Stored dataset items
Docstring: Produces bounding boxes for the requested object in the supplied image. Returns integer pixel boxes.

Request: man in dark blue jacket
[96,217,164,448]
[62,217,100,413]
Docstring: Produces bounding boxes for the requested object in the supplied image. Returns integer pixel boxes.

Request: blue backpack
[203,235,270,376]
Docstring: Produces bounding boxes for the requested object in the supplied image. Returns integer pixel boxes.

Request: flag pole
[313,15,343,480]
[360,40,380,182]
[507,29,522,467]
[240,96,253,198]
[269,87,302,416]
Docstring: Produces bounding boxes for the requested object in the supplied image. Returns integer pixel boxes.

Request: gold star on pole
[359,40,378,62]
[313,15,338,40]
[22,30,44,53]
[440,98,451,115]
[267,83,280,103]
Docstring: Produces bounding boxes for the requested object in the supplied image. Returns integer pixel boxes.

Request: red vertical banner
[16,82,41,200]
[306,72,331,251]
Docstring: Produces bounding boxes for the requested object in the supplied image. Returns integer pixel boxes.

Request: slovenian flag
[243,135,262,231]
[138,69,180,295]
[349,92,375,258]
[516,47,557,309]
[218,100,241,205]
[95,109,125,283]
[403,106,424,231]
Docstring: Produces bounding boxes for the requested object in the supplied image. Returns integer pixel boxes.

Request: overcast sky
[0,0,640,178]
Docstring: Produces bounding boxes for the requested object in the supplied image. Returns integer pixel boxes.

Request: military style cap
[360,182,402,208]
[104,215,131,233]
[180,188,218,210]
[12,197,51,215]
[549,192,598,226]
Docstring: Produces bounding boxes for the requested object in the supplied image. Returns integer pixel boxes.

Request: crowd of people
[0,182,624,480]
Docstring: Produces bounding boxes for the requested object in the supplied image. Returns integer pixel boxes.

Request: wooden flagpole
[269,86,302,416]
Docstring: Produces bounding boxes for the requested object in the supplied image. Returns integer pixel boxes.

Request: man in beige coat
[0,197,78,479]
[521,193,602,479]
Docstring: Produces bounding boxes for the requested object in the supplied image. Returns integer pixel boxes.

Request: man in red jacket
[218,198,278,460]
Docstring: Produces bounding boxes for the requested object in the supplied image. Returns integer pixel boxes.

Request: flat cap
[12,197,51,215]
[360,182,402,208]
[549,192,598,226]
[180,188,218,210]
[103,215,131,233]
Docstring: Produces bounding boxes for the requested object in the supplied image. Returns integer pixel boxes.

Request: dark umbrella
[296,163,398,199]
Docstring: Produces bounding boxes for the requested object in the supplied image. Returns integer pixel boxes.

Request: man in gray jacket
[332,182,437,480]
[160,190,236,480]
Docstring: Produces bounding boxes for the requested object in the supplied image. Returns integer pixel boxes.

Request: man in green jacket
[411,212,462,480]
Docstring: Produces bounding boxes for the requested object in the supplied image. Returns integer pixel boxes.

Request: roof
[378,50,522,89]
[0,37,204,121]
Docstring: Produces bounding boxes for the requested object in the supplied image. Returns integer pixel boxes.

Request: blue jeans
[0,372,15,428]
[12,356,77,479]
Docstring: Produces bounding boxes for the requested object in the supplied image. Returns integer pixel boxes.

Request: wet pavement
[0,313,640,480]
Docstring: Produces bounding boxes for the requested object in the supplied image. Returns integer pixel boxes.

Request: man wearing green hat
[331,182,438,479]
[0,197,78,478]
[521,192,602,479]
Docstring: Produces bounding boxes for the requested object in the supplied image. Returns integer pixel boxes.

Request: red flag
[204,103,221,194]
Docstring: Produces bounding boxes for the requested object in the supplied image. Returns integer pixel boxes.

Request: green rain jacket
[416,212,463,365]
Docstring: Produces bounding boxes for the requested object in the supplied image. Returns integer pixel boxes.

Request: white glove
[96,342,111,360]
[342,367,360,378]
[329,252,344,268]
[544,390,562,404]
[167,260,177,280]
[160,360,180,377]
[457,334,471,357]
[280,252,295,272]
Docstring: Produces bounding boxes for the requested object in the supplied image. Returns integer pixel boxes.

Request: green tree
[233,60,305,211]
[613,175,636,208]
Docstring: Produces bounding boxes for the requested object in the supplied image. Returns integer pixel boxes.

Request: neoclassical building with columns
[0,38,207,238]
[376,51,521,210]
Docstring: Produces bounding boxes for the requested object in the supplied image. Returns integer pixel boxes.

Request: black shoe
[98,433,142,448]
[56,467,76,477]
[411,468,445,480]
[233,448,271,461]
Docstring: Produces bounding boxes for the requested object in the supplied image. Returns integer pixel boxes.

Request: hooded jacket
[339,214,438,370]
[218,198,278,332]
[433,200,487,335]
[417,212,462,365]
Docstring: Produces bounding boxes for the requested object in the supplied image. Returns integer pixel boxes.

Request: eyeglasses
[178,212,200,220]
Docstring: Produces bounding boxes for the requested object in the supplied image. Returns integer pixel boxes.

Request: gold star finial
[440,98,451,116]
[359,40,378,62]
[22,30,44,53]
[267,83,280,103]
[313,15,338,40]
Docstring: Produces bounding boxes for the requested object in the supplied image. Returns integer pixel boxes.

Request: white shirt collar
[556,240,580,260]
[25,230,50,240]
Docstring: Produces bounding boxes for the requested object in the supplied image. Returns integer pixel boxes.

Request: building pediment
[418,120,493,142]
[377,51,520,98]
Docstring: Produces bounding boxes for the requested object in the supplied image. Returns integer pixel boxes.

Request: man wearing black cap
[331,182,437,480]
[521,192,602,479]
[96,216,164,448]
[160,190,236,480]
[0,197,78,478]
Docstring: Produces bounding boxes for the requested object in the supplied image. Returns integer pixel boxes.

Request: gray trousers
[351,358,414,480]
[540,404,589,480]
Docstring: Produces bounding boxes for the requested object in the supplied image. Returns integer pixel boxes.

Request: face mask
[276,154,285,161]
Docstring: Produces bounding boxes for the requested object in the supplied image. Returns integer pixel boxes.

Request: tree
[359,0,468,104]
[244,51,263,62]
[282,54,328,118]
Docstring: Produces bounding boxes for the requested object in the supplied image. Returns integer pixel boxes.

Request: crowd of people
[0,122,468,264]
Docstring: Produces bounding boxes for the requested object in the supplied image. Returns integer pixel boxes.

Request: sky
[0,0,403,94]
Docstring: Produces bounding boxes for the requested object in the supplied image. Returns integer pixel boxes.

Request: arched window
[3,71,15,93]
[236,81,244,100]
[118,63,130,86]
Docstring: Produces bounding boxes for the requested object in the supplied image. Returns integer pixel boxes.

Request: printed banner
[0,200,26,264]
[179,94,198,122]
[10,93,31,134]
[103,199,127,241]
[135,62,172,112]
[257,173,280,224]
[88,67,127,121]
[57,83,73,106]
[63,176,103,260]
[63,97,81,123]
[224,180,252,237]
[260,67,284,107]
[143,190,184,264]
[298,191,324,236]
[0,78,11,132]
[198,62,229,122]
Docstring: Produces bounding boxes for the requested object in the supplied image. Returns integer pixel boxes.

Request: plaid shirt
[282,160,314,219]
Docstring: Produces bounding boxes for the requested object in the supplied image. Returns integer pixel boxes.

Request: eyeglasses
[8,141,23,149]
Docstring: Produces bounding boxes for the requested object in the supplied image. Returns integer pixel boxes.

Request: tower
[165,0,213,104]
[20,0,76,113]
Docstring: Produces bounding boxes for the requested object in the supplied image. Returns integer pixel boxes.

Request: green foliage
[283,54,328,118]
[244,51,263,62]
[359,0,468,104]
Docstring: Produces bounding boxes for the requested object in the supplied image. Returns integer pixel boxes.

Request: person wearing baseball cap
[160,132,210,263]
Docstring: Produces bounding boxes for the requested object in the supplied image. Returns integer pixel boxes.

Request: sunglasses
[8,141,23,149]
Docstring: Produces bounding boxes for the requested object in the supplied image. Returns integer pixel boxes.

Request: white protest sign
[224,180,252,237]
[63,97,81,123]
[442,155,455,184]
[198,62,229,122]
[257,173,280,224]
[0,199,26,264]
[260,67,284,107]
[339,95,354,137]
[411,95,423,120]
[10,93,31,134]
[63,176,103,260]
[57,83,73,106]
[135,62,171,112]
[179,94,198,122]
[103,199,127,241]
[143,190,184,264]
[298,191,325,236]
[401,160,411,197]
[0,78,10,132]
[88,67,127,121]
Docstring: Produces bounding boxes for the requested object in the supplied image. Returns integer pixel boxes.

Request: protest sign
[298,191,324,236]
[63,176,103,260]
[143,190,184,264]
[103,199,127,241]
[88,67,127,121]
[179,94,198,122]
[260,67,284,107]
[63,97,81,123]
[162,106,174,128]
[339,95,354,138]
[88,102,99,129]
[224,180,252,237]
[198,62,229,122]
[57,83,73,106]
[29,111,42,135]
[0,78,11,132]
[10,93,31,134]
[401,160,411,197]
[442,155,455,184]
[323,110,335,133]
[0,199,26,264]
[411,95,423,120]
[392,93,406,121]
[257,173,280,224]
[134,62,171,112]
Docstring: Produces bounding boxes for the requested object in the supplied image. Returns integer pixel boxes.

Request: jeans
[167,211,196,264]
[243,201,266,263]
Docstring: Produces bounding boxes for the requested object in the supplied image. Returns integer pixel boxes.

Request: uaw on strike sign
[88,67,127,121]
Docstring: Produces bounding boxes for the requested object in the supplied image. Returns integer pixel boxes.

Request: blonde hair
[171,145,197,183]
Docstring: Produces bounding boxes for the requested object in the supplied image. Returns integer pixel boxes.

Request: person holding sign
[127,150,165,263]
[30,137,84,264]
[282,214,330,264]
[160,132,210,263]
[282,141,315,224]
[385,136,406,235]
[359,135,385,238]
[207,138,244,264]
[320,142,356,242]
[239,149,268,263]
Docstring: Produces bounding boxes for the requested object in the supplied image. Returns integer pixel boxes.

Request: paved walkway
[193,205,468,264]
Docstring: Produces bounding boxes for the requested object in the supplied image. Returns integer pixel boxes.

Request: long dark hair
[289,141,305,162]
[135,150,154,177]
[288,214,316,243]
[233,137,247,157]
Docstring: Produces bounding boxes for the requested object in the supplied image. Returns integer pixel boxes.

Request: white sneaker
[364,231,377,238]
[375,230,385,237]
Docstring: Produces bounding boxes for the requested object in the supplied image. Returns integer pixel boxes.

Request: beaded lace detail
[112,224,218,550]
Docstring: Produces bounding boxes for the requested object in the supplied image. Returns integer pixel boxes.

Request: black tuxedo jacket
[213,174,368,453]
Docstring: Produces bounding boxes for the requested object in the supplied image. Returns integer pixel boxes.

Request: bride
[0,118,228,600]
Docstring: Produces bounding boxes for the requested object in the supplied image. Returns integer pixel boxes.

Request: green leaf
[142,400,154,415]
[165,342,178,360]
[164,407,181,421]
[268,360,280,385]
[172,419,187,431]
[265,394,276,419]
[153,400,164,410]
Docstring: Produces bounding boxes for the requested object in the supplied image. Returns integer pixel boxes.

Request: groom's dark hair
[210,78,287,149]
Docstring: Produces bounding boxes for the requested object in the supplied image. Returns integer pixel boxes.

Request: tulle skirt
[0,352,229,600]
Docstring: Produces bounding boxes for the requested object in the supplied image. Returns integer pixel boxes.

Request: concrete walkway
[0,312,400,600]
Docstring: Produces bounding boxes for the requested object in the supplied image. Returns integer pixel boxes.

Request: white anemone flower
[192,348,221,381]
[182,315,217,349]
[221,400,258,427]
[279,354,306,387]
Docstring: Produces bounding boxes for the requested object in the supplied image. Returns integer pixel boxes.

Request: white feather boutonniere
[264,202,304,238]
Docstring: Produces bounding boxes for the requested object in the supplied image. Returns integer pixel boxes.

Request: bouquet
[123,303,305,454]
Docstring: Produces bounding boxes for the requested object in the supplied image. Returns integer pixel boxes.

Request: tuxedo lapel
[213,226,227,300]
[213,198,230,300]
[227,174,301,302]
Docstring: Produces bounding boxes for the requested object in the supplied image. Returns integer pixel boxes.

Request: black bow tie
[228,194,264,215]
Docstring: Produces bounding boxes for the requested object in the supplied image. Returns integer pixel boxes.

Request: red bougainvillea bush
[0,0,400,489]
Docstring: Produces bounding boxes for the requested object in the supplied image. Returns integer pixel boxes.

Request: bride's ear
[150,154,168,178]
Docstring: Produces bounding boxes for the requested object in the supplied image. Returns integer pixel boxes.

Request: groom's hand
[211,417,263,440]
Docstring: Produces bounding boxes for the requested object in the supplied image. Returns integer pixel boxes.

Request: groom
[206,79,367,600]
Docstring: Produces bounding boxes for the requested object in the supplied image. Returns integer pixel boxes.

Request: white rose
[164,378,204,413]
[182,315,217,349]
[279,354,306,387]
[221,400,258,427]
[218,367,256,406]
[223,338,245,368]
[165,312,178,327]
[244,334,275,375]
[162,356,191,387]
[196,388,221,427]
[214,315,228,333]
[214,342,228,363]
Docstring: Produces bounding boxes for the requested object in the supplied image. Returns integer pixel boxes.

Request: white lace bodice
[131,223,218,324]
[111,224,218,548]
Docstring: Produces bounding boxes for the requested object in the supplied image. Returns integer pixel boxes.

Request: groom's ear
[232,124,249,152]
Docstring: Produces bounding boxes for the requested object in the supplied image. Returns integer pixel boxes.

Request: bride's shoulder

## WHAT IS BEING ASKED:
Please report every line of the data above that contains the word "black".

## WORKED ANSWER:
Request: black shoe
Request: man wearing black cap
Request: black tuxedo jacket
Request: black bow tie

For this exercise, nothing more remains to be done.